*** Block opens ***

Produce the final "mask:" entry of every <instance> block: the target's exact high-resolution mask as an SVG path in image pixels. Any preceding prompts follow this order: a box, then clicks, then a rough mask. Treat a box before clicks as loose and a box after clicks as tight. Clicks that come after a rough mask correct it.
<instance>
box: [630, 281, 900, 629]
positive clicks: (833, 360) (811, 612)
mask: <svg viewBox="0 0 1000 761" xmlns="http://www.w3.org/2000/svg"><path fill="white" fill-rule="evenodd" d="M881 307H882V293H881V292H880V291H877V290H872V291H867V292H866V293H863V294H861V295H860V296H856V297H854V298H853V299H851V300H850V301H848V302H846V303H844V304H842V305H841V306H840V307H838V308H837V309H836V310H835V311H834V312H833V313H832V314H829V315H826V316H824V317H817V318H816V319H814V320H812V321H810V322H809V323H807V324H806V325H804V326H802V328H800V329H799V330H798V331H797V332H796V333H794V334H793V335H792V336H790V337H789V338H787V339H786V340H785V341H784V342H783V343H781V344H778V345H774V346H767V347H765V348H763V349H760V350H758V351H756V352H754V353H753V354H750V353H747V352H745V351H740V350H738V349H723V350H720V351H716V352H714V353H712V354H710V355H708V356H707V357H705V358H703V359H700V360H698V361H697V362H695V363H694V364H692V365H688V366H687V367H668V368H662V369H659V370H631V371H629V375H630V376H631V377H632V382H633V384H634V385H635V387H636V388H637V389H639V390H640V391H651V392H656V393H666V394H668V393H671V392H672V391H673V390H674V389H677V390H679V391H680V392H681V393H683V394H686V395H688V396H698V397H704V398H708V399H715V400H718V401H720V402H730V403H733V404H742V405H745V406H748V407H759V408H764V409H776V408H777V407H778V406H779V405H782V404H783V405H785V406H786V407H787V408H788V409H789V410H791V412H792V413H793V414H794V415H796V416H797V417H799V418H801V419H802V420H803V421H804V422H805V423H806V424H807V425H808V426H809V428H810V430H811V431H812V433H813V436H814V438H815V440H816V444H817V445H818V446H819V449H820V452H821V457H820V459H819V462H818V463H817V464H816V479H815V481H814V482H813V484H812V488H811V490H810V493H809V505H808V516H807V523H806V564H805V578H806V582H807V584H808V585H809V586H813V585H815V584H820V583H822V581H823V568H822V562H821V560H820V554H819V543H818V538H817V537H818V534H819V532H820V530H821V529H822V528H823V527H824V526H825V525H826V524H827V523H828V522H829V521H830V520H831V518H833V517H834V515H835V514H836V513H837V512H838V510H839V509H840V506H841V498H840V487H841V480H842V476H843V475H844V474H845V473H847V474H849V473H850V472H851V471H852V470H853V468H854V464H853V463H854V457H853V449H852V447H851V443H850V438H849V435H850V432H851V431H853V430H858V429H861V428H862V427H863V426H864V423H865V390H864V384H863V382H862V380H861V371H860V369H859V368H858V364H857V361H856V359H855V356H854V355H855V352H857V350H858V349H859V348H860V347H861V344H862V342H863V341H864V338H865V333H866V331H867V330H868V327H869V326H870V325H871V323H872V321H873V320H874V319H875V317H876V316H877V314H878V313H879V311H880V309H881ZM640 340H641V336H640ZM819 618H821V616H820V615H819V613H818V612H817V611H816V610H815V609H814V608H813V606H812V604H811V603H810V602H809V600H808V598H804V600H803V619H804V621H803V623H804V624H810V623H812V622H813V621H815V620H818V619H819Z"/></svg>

*** Block closes ***
*** Block opens ***

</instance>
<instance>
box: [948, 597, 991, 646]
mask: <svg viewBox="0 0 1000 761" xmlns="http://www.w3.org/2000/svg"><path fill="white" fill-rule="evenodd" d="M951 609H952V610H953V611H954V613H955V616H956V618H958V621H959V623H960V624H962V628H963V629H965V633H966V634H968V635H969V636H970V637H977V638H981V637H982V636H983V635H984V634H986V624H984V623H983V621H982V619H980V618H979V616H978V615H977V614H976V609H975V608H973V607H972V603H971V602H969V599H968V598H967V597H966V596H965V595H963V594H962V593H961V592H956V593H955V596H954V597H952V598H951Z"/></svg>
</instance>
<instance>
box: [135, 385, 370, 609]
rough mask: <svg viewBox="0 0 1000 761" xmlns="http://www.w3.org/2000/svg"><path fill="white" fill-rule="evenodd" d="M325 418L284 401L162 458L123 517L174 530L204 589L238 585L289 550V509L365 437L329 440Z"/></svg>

*** Block closes ***

Rewrite the stretch of material from the line containing "Produce the final" through the line containing "positive clicks: (833, 360) (811, 612)", with "rough mask" replaced by "coarse mask" and nothing else changed. Give only those lines.

## SOLVED EXERCISE:
Produce the final "mask:" entry of every <instance> block: the target's exact high-resolution mask as an SVG path in image pixels. Any preceding prompts follow this order: a box, then clicks, then a coarse mask. Treat a box before clicks as loose and a box after clicks as tight. Clicks that come after a coarse mask correct it.
<instance>
box: [630, 281, 900, 629]
positive clicks: (833, 360) (811, 612)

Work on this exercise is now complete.